* _EXERCISE TASK_
Please format all the rows below as a numbered list, skipping any blank lines. Leave the pictures out of your answer.

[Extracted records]
::::

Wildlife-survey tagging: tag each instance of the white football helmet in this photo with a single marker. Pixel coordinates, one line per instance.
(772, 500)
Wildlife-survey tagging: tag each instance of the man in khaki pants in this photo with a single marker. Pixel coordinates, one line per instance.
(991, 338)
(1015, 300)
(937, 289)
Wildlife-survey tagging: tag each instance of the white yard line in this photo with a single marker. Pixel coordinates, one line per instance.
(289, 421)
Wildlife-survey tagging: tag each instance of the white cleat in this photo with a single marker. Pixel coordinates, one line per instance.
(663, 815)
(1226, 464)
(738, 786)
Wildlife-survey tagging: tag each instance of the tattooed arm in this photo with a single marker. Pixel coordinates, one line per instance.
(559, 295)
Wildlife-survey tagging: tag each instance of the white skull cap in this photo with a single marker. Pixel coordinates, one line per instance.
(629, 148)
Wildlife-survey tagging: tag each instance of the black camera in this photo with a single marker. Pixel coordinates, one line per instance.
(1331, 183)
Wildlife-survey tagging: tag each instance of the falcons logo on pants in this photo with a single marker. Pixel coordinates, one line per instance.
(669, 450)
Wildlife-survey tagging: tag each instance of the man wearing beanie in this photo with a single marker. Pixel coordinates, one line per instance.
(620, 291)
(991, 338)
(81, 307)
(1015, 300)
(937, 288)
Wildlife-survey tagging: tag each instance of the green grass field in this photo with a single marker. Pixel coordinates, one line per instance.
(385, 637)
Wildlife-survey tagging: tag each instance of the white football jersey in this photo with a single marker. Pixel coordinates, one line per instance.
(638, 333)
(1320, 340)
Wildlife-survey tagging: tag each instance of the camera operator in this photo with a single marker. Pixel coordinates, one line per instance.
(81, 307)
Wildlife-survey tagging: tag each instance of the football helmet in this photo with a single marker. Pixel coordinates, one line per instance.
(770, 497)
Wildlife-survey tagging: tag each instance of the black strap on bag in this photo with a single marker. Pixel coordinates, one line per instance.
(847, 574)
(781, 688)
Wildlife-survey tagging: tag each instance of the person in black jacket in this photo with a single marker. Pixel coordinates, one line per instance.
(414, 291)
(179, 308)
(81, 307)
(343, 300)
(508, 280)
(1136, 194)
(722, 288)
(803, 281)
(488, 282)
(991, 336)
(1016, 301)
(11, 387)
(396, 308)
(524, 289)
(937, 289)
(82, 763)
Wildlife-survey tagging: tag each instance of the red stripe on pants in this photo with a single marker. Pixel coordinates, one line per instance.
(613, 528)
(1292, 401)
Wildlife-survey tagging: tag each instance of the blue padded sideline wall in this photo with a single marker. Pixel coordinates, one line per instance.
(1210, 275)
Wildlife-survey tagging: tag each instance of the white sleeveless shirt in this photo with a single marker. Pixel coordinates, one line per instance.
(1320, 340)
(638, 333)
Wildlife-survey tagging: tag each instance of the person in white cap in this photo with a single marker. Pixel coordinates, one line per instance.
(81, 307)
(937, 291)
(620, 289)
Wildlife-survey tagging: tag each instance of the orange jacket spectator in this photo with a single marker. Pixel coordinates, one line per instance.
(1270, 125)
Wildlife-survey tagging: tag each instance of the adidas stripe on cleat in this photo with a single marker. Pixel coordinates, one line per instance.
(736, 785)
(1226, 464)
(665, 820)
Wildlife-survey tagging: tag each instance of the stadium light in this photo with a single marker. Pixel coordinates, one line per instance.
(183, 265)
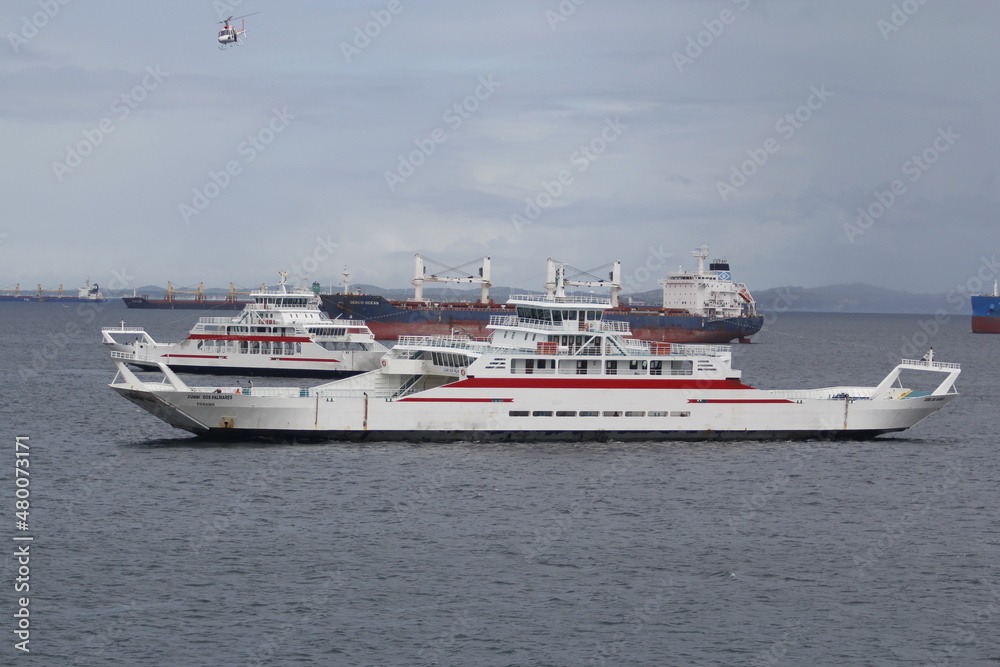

::::

* _CORRECT RESPONSE_
1. Wildlife-survey tagging: tag each instance of the white football helmet in this photo with a single marker. Pixel coordinates, one line per instance.
2. (772, 500)
3. Wildlife-survey tagging: tag each instance of the man in khaki pants in this photo with a single marker. Pixel coordinates, one line per instance.
4. (991, 338)
5. (1015, 300)
6. (937, 289)
7. Wildlife-survey tagging: tag each instance of the white yard line in this photo with a single marker. Pixel coordinates, one line per instance.
8. (289, 421)
9. Wildlife-survey tagging: tag each instance of the white cleat in this photo with a single marker. Pixel coordinates, one line per instance.
10. (663, 815)
11. (1226, 464)
12. (738, 786)
13. Wildlife-survey tagging: tag each instance of the tattooed arm in this photo with a single marker. Pixel coordinates, one line per instance.
14. (559, 295)
15. Wildlife-survey tagging: tag each instance of the white skull cap in this photo with a single marker. Pixel coordinates, one line per instance.
16. (629, 148)
17. Wildlife-survey tagging: tag each instance of the black camera in this photo with a single marker. Pixel coordinates, one line per instance.
18. (1331, 183)
19. Wildlife-survey tagging: tag each instance of the falcons logo on pants in this photo with a single marker. Pixel coordinates, one line per instance.
20. (669, 450)
21. Wildlife-survey tagging: tag each instance of the man wearing beanie in this photo with a single marker. Pixel coordinates, one line per instance.
22. (620, 291)
23. (991, 338)
24. (81, 307)
25. (1015, 300)
26. (937, 288)
27. Wildlife-survey tagging: tag each instance of the green grass field in this photo with a single marker. Pixel coordinates, one line per instance.
28. (385, 637)
29. Wildlife-survey tagging: tag each instance of the white football jersey in this photo with a single marker. Pixel coordinates, one line per instance.
30. (638, 333)
31. (1320, 340)
32. Wildlife-survey tagging: tag each instance of the camera operator in this photo with a single marker. Pixel coordinates, one line per instance.
33. (81, 307)
34. Wildlife-survey tagging: tag each instance of the football helmet in this photo with a single marker. Pixel coordinates, one line per instance.
35. (770, 497)
36. Wildlife-survey tagging: tag each instance of the black strap on bag in this photo with a single marker. Pixel coordinates, one line per instance.
37. (847, 574)
38. (781, 688)
39. Wildlife-survey tagging: tag each instance of the person in black jacket in this photo with a single marker. Pixel coordinates, one line per instance.
40. (414, 291)
41. (179, 308)
42. (81, 307)
43. (343, 300)
44. (508, 280)
45. (1136, 194)
46. (722, 288)
47. (803, 281)
48. (488, 282)
49. (991, 336)
50. (1016, 301)
51. (11, 387)
52. (396, 308)
53. (524, 289)
54. (937, 289)
55. (82, 763)
56. Wildlife-survey tagging: tag each instance of the red stripe on pants in this photo with a single marker. Pixel coordinates, one line per instance.
57. (613, 528)
58. (1292, 401)
59. Wildlife-survey tagging: tag each instance of the blue padded sideline wall in this photo with a single marker. Pixel coordinates, one line per instance.
60. (1210, 275)
61. Wildlife-survey tagging: tag each instance of the white sleeveless shirt in this photo with a single marker. Pixel coordinates, one line per instance.
62. (1320, 340)
63. (638, 333)
64. Wildlife-survey tagging: tag each instance of the person in white cap in this photo with a single marker. Pixel coordinates, one line per instance.
65. (81, 307)
66. (937, 291)
67. (620, 289)
68. Wildlife-survey tagging: tag each instance of the orange jacket spectator in this photo with a single marker. Pixel coordinates, one line per instance.
69. (1270, 125)
70. Wildlife-survey tagging: tag each instance of the adidas stripe on cleat in this photo with a single marker. Pixel coordinates, one line per instance.
71. (736, 785)
72. (1226, 464)
73. (665, 820)
74. Wildlife-survey tagging: tag each instance of the stadium light in this photo with a single marker. Pixel coordinates, one line per instance.
75. (183, 265)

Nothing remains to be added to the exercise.